> _SOURCE TEXT_:
I haven't actually shown any of my cats yet but I did visit a show a few months ago. I have to say none of the cats looked uncomfortable in the pens - although I did have to laugh at the amount of persians sleeping in their litter trays, they had enough room to sleepelsewhere but just seemed to choose to sleep in their trays.


----------



## Saikou (Apr 2, 2008)

fluffypurrs said:


> thanks


 touchy!


----------



## raggs (Aug 3, 2008)

I think the size of show pens is fine for the average breed of cat , if in doubt you can always request a double pen when you send in the show entry but its not cheap, i think some of the larger breeds like main coons or adult ragdolls can need a double pen, As for cats sleeping in their litter trays, lol, i don't have any idea why a lot of them do this , mine do it too but as long as they are not stressed i leave them too it , and as long as the tray hasnt been used of course. a lot of cats love to trash their show pens too, 
best wishes...........Chris


----------



## Selk67U2 (May 5, 2008)

*I find them ok, we automaticly get double pens with FIFe, unless you ask for a single one. We are allowed to put up to 3 cats in one.*


----------



## Selk67U2 (May 5, 2008)

*It does'nt at a FIFe show as the entry includes a double pen. But if thats the case at a GCCF show then I don't think it's fair to be charged for a double. I think a single pen is far too small for the larger cats like ours or Maine Coons ect to sit in all day*


----------

> _CHALLENGE 1_:
Please return the stretch of the cat show pen thread from "I haven't actually" through "in their trays.".
> _CHALLENGE 2_:
In the cat show pen thread, how many cats does Selk67U2 say may be put in one pen?
The records below are separate from the cat show pen thread.

Annotation data for object locations:

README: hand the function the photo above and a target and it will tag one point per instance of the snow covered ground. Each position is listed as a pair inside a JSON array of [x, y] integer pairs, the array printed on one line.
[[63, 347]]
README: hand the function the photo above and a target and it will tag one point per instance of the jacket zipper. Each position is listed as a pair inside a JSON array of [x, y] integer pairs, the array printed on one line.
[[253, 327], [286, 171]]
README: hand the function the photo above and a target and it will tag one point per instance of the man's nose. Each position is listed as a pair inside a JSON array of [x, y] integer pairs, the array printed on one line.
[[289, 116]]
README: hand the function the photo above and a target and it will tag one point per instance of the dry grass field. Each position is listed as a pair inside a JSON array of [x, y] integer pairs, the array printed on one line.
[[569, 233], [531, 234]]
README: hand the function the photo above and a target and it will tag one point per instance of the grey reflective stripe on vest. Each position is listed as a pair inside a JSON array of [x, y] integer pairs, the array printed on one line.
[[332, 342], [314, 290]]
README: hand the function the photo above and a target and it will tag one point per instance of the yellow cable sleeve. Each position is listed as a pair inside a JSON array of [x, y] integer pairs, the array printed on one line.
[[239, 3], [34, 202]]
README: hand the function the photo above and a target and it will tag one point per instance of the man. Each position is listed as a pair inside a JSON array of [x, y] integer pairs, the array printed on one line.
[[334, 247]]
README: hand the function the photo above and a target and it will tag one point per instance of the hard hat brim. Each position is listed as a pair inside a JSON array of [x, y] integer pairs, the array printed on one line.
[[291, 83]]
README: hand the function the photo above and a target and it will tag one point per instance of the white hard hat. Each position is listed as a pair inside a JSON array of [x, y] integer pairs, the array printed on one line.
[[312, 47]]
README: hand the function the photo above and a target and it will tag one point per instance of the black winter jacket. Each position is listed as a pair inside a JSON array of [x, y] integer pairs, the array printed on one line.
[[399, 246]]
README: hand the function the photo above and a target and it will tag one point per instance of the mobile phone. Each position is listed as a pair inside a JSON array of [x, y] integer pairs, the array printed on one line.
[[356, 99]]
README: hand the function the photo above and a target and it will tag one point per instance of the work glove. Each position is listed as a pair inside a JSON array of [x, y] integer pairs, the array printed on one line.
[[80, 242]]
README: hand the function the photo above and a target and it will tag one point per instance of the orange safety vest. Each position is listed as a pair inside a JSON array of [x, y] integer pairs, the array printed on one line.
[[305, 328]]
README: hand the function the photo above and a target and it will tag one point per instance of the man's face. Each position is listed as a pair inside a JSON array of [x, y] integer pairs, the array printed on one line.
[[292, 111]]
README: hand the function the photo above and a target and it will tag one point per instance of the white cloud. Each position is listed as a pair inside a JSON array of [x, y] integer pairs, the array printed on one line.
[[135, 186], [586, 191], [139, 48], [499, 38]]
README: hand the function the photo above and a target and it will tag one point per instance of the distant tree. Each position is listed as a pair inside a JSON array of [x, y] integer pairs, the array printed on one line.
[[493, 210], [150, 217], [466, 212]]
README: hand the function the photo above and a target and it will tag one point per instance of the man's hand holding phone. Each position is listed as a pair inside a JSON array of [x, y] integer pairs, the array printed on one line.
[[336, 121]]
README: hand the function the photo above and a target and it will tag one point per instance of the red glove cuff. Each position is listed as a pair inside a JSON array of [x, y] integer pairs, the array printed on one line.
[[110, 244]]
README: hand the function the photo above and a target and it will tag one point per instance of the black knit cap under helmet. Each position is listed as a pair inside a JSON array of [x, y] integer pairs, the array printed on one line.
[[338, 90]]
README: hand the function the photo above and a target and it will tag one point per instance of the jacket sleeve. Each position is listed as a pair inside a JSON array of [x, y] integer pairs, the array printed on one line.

> _REPLY 1_:
I haven't actually shown any of my cats yet but I did visit a show a few months ago. I have to say none of the cats looked uncomfortable in the pens - although I did have to laugh at the amount of persians sleeping in their litter trays, they had enough room to sleepelsewhere but just seemed to choose to sleep in their trays.

> _REPLY 2_:
Up to 3 cats.